**Passage shown**
Directed By Jon Watts
Starring – Tom Holland, Samuel L. Jackson, Jake Gyllenhaal
The Plot – Our friendly neighborhood Super Hero (Holland) decides to join his best friends Ned (Jacob Batalon) , MJ (Zendaya), and the rest of the gang on a European vacation. However, Peter’s plan to leave super heroics behind for a few weeks are quickly scrapped when he begrudgingly agrees to help Nick Fury (Jackson) uncover the mystery of several elemental creature attacks, creating havoc across the continent!
Rated PG-13 for sci-fi action violence, some adult language and brief suggestive comments
– Maturity of a script. As a tie-over from the previous installment, the film still feels very enriched in this teenage romantic comedy direction that just so happens to take place in a superhero universe, and while this tone was consistently satisfying for me, the film’s evolution during the second half as this cautionary tale for technology heightened my interest for where this film would take us. It certainly didn’t disappoint, as the social commentary of becoming too vulnerable in the devices that guide our every day occasions, as well as difficulty in distinguishing what’s real and what’s manufactured news is something that resonates ever so soundly in the current day landscape of our own political stratosphere. Like Peter, this is a film that matures as it ages, and in turn Marvel maintains the fantasy of a superhero dynamic with this unnerving echo of a world not too far from our own, conjuring up a balance that harvests this very lived-in feeling of patented world building.

**Tasks to carry out**
a - Please answer these about the film review:
(i) Who directed the film?
(ii) Which actor plays Nick Fury?
(iii) What rating was the film given?
b - Pick up the film review after its last sentence and write its next paragraph.

**Material**
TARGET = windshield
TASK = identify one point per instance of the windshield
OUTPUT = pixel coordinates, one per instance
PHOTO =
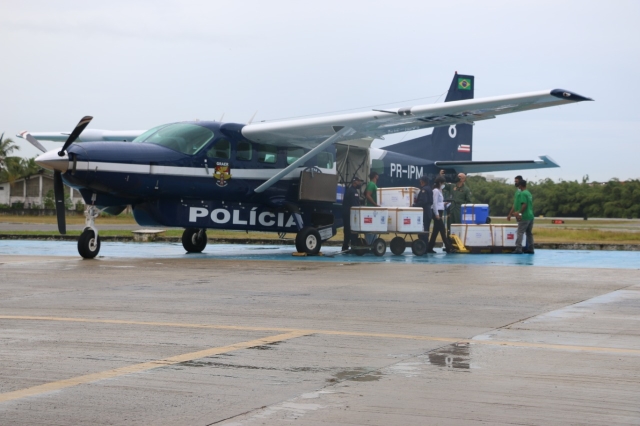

**Solved problems**
a -
(i) Jon Watts
(ii) Samuel L. Jackson
(iii) PG-13

b -
– The difference. If there’s one thing that Spider-Man films in this version of the M.C.U does better than its company, it’s the inspiring camera work on-and-off the ground that bring to life the movement of its characters full circle. In this installment, we get a series of long-take, no-cut shots for sequences involving Peter with a pivotal character. These intended delves not only amaze us in the youthful cast’s capabilities in memorizing long exchanges of dialogue, but also allude to the real time that is playing out before Peter’s very eyes that he often doesn’t get enough time to live inside of. To contrast this, the flying and web slinging sequences attain a level of calculated introversion that maximizes the height of the danger without sacrificing the audience’s ability to follow the events of the scenes with their eyes. The editing is used only when necessary, and the POV camera gimmicks aren’t nearly as depended on as they were in “Homecoming”, an aspect that pleases an easily motion-sick moviegoer like myself wholeheartedly.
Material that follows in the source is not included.